▸ **What the task asks**: Please copy the records word for word, starting at the line that contains "Target: dry grass" and ending at the last line of the records.

— start —

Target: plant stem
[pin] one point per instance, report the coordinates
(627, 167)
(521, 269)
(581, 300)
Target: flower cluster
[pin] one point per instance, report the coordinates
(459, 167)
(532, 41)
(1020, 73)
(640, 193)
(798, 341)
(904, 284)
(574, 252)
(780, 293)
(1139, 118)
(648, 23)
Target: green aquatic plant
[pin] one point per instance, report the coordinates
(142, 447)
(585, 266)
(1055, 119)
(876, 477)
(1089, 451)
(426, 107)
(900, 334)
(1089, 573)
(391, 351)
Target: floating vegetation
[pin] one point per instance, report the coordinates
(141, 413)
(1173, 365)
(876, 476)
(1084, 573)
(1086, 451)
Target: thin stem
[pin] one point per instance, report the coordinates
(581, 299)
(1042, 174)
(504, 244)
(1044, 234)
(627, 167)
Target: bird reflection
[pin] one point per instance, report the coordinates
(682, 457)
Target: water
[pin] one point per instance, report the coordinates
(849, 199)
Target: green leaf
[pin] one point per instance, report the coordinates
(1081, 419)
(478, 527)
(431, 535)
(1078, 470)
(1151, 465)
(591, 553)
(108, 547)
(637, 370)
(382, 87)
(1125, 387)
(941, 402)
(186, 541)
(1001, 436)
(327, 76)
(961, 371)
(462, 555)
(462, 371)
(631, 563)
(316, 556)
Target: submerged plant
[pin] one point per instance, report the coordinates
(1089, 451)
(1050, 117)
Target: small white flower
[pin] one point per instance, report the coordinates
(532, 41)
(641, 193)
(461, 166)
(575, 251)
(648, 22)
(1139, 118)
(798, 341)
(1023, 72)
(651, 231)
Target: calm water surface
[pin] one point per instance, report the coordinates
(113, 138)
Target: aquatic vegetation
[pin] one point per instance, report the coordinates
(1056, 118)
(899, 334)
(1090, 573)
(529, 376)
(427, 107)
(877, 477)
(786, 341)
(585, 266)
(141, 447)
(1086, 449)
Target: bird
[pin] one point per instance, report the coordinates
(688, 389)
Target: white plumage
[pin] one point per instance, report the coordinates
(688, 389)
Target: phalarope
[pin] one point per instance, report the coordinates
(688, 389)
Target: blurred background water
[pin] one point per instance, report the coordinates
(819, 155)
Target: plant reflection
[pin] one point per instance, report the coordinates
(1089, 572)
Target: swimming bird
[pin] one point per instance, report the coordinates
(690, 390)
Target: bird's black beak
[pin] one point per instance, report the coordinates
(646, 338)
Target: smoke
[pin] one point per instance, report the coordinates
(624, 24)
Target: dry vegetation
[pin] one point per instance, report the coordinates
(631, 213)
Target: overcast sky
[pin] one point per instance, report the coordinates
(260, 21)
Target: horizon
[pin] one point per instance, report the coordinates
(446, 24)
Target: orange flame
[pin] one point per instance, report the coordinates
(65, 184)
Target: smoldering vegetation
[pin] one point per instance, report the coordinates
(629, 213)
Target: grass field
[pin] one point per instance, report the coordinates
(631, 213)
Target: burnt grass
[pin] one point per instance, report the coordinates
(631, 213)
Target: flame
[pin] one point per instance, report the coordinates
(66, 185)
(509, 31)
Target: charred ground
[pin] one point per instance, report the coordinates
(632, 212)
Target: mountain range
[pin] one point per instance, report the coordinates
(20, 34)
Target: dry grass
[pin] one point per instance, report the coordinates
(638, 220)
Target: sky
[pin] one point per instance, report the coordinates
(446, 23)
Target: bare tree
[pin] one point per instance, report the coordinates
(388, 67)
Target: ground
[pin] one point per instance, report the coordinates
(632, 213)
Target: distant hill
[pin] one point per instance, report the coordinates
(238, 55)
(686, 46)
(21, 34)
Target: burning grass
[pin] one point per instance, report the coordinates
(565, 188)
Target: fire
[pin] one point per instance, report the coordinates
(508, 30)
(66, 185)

— end —

▸ **Exercise output**:
Target: dry grass
[pin] one point per instance, report the coordinates
(638, 220)
Target: sky
[pin] one point per instance, report the coordinates
(446, 23)
Target: bare tree
[pin] one point per instance, report the coordinates
(388, 67)
Target: ground
[pin] one point per instance, report the coordinates
(632, 213)
Target: distant hill
[pin] one point per instance, report the coordinates
(238, 55)
(686, 46)
(21, 34)
Target: burning grass
[pin] one point per instance, report the coordinates
(565, 188)
Target: fire
[pin] one point per instance, report the coordinates
(508, 30)
(66, 185)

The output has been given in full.